# WHAT IS BEING ASKED:
Nothing should be output except the lines from the top of the material below through the line that contains "Analyze the image above for the turquoise", each exactly as written.

# LISTED RECORDS:
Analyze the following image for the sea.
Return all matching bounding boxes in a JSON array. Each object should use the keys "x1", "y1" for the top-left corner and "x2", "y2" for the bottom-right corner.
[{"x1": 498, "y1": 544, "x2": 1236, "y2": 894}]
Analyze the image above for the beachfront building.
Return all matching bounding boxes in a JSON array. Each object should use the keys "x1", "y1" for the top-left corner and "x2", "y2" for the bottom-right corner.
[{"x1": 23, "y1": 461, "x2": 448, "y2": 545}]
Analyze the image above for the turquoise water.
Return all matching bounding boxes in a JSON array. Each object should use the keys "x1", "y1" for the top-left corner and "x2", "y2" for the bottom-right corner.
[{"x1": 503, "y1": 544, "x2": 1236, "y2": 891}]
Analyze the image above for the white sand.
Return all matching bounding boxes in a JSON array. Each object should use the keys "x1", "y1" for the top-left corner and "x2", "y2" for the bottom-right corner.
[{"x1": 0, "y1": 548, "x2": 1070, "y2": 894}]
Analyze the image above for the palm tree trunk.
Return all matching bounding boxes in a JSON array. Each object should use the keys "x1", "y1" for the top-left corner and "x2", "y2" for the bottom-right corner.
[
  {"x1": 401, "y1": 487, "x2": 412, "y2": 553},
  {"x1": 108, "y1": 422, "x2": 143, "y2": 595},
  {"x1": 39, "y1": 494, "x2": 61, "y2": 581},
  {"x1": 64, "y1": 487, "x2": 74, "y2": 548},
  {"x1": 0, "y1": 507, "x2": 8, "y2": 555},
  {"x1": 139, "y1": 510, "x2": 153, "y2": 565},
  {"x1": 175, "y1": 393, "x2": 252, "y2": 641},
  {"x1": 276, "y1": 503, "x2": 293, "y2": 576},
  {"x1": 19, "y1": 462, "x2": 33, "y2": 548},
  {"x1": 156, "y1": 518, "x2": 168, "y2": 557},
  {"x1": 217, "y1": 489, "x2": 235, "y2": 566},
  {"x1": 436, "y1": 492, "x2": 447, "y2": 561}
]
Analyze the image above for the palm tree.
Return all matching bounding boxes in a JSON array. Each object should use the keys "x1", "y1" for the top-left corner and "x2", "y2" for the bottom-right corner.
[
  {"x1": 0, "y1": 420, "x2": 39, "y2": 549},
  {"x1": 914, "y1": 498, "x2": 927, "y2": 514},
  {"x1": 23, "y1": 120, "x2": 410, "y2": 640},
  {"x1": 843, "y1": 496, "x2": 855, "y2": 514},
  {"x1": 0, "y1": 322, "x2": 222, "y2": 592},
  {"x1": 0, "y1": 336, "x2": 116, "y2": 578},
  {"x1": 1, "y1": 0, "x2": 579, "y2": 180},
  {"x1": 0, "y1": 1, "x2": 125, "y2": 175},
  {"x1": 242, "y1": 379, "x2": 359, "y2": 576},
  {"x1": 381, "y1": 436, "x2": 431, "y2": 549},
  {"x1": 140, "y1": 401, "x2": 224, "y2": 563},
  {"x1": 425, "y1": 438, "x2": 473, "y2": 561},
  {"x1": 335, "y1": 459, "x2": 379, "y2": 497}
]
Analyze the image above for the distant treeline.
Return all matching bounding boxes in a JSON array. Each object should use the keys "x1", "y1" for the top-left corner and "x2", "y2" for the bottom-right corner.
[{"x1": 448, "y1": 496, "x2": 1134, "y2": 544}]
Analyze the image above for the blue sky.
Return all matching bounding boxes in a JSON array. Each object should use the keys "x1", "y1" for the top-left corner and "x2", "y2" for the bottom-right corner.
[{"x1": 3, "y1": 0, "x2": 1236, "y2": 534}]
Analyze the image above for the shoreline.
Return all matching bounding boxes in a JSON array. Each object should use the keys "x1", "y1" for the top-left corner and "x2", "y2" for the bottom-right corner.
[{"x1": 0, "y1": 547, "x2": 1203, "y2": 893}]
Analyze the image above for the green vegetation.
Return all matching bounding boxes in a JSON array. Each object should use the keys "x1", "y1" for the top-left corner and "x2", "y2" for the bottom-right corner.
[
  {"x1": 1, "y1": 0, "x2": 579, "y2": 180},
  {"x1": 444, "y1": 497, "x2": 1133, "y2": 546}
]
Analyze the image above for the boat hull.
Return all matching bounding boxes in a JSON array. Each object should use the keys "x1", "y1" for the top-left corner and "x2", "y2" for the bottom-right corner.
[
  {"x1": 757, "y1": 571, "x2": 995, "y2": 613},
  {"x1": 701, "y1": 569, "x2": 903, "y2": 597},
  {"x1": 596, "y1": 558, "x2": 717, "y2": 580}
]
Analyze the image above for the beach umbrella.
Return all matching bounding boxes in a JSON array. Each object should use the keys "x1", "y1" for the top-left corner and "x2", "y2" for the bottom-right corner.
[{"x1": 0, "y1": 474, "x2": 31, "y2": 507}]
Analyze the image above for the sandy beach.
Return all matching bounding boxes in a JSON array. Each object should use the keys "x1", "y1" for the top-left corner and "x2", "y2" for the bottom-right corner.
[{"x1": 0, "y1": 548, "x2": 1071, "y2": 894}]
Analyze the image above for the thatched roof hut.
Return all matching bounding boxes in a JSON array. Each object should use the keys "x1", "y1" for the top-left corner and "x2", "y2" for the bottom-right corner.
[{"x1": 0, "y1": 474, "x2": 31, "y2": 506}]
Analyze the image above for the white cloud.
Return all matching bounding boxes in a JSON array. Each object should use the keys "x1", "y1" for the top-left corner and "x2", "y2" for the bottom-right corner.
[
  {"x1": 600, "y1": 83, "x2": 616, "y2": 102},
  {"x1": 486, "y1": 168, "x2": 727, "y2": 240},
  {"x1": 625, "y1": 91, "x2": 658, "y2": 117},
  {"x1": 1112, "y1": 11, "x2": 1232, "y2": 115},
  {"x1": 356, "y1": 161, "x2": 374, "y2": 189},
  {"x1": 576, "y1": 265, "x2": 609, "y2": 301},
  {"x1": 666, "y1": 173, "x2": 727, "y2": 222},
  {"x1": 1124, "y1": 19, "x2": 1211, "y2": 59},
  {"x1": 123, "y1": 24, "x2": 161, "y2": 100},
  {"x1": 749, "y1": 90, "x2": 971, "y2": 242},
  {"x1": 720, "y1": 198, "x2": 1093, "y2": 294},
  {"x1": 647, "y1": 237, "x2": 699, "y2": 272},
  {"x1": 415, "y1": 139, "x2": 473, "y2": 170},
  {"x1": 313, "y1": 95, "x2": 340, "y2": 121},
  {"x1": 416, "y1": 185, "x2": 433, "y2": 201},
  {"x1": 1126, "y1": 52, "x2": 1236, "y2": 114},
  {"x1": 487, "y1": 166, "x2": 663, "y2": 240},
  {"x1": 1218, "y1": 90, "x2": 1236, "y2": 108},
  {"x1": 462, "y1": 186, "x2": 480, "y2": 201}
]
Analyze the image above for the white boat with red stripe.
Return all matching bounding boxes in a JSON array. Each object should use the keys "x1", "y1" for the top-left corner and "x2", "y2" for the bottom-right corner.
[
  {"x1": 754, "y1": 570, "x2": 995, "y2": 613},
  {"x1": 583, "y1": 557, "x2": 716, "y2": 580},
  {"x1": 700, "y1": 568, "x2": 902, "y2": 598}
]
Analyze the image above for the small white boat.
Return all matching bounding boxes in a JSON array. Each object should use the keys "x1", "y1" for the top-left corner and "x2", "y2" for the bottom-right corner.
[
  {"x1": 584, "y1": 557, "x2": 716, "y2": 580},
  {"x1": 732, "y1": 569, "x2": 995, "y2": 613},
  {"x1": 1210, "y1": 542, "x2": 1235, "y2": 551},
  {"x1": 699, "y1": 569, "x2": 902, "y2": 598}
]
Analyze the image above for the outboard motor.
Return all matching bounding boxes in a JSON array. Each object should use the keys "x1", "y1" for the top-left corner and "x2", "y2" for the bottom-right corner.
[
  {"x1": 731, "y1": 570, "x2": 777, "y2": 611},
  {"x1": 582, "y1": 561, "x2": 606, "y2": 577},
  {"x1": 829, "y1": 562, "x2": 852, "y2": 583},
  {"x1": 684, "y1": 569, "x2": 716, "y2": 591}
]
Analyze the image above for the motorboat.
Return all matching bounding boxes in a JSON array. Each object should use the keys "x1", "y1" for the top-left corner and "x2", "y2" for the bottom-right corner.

# EXERCISE RESULT:
Analyze the following image for the sea.
Return all matching bounding boxes in a JSON array. Each object should use the keys "x1", "y1" for the top-left corner and "x2", "y2" for the bottom-right corner.
[{"x1": 498, "y1": 544, "x2": 1236, "y2": 894}]
Analyze the image above for the beachfront building.
Return all matching bounding boxes in a JSON array. Each object should use the keys "x1", "y1" for the top-left corner and "x2", "y2" for the bottom-right corner.
[{"x1": 23, "y1": 461, "x2": 448, "y2": 545}]
Analyze the image above for the turquoise water.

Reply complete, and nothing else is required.